**Testo**
= = = = =
Una domanda fondamentale: come ha reagito tuo papà quando gli hai detto che Alessandro Gassmann avrebbe interpretato il suo ruolo nel film?

All’inizio si sentiva in competizione con lui perché tutti lo prendevano in giro. Però dai, poi è stato molto simpatico. Nel libro i personaggi che ho descritto sono molto alla Mulino Bianco, semplici e genuini. Sembrano quasi piatti, non tridimensionali. Gassman ha dato qualcosa in più, delle sfumature recitative che mio papà non ha.

Tu hai chiamato il tuo secondo libro Squali. Un’ immagine forte per definire la nostra generazione, la generazione Z. Altri ci hanno definiti in altro modo, mi viene in mente Michele Serra con il suo libro “Gli sdraiati”. Secondo te perché siamo squali e non sdraiati?

Io ho pensato agli squali per ribaltare lo stereotipo degli squali come animali che vogliono schiacciare gli altri. Ho voluto applicare l’immagine dello squalo per descrivere la potenza, inteso come la capacità di usare molti strumenti che abbiamo noi giovani, e la solitudine dei ragazzi e degli squali che non hanno branco. La solitudine è questa sfera personale che ognuno si disegna attorno e che crea delle realtà comuni, come se ognuno vivesse nella propria navicella spaziale.
= = = = =
Nell'intervista, per quale motivo il secondo libro si chiama Squali? Rispondi in una o due frasi.

**Dati forniti**
= = = = =
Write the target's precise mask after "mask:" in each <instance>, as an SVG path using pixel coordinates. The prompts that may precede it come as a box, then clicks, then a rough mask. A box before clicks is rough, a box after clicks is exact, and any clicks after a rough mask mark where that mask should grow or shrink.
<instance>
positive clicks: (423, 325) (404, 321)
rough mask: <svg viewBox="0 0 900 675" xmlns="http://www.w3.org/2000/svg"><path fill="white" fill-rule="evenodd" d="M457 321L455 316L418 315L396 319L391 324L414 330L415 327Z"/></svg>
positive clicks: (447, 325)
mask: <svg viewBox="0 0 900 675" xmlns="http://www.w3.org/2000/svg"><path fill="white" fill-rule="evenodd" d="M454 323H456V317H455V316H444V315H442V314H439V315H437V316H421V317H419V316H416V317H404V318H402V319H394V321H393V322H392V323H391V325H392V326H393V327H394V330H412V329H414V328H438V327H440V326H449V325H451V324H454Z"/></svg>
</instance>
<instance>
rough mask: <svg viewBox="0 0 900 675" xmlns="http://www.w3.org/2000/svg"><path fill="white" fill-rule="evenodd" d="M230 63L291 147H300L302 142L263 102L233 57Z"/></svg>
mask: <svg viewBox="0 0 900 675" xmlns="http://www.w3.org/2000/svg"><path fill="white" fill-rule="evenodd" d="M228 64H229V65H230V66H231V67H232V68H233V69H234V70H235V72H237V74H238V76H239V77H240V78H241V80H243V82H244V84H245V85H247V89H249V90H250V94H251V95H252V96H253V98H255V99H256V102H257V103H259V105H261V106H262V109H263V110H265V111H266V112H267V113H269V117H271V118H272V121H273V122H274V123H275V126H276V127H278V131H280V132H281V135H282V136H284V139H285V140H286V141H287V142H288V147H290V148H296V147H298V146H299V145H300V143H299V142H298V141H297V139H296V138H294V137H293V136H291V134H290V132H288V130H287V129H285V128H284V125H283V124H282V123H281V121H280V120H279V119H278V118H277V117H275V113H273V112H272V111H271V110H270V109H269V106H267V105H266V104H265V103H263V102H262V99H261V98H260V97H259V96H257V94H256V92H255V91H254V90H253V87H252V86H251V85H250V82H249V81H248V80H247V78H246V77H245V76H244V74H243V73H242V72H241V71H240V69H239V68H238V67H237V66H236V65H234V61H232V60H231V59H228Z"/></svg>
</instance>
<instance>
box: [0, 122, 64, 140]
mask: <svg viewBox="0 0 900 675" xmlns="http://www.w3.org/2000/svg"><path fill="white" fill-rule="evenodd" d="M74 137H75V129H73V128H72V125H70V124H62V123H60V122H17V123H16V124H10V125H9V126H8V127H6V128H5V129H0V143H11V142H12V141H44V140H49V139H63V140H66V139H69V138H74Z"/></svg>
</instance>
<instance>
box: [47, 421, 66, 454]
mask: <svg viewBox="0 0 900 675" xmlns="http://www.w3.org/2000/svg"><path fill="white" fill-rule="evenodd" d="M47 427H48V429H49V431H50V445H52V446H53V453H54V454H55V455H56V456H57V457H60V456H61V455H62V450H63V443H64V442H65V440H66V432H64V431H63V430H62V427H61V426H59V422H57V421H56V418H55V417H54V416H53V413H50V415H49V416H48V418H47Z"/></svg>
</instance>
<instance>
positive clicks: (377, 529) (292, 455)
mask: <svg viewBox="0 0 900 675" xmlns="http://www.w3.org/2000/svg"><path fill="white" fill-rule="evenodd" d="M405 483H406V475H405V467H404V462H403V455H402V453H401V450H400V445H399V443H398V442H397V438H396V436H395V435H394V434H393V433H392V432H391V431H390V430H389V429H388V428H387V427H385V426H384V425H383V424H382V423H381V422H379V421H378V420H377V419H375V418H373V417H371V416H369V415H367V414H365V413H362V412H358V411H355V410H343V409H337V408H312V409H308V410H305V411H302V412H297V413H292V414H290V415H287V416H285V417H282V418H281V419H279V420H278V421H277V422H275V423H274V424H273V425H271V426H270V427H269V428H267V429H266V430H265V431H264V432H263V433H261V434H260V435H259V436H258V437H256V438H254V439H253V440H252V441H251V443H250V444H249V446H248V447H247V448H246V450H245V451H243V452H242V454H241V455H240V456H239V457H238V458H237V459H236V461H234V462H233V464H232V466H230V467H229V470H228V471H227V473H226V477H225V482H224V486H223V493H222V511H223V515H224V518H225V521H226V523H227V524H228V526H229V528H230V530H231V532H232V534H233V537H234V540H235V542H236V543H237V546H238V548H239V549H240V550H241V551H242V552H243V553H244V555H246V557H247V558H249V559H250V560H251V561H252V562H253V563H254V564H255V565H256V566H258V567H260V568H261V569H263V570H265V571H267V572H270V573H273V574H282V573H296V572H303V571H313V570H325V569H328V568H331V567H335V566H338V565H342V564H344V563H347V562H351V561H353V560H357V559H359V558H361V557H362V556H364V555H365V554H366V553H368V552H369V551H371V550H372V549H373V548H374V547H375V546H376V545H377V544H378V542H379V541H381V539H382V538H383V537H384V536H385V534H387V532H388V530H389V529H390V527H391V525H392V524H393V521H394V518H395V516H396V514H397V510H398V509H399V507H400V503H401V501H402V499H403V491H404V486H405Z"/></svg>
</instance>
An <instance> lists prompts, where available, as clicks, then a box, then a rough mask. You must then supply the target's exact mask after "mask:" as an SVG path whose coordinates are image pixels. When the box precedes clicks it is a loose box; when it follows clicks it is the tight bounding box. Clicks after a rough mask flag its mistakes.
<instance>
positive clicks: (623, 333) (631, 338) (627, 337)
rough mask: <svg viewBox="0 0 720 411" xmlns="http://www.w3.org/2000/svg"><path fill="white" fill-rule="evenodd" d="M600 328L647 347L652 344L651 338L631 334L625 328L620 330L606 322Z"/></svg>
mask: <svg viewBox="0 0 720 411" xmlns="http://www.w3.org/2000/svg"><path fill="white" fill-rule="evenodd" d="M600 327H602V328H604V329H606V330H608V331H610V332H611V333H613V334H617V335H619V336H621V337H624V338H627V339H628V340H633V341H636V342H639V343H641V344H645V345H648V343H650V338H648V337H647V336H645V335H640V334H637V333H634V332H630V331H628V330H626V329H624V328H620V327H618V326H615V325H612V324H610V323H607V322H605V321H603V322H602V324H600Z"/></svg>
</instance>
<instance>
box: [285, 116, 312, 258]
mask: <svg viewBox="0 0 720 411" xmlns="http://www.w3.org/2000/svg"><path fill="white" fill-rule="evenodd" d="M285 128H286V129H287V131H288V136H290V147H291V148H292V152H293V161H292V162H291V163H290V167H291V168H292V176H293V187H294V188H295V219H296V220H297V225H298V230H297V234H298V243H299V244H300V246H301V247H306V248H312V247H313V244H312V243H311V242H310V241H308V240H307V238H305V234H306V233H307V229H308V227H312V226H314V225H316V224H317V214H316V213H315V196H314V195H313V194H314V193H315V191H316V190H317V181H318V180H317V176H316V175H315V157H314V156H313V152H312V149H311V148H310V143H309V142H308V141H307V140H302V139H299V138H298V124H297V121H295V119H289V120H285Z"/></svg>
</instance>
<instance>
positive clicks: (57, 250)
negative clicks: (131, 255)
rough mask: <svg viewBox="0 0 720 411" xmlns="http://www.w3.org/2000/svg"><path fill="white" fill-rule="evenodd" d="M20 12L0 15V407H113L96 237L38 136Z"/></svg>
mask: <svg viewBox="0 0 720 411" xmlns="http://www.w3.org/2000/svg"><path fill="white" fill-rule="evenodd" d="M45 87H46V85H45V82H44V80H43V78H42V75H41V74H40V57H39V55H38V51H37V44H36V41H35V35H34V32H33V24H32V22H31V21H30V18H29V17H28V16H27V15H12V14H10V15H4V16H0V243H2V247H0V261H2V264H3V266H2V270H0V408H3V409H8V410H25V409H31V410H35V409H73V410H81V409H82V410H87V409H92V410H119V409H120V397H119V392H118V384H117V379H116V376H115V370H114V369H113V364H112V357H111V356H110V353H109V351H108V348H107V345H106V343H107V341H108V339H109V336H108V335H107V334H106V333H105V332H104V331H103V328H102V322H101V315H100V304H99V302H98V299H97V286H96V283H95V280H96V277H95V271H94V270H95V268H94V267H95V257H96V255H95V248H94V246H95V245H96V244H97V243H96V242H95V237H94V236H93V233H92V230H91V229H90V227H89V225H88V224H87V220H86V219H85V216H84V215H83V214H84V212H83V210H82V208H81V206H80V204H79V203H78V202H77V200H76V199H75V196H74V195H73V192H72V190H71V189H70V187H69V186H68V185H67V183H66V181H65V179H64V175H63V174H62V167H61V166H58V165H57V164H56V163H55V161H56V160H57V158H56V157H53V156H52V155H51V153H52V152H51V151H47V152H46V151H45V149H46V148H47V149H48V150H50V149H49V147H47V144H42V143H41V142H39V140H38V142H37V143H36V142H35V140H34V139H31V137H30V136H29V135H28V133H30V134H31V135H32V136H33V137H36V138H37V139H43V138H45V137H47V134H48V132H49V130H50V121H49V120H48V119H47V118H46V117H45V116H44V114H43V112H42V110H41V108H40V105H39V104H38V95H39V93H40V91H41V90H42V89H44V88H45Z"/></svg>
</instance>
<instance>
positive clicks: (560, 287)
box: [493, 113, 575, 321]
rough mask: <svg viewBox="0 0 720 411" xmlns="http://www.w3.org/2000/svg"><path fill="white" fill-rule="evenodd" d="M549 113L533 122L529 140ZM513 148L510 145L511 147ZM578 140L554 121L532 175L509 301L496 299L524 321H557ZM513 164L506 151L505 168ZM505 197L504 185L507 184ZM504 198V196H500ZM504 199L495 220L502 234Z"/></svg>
= = = = =
**Soluzione**
L'immagine degli squali è stata scelta per ribaltare lo stereotipo dello squalo come animale che vuole schiacciare gli altri. Serve a descrivere la potenza dei giovani, intesa come capacità di usare molti strumenti, e la solitudine dei ragazzi, che come gli squali non hanno branco.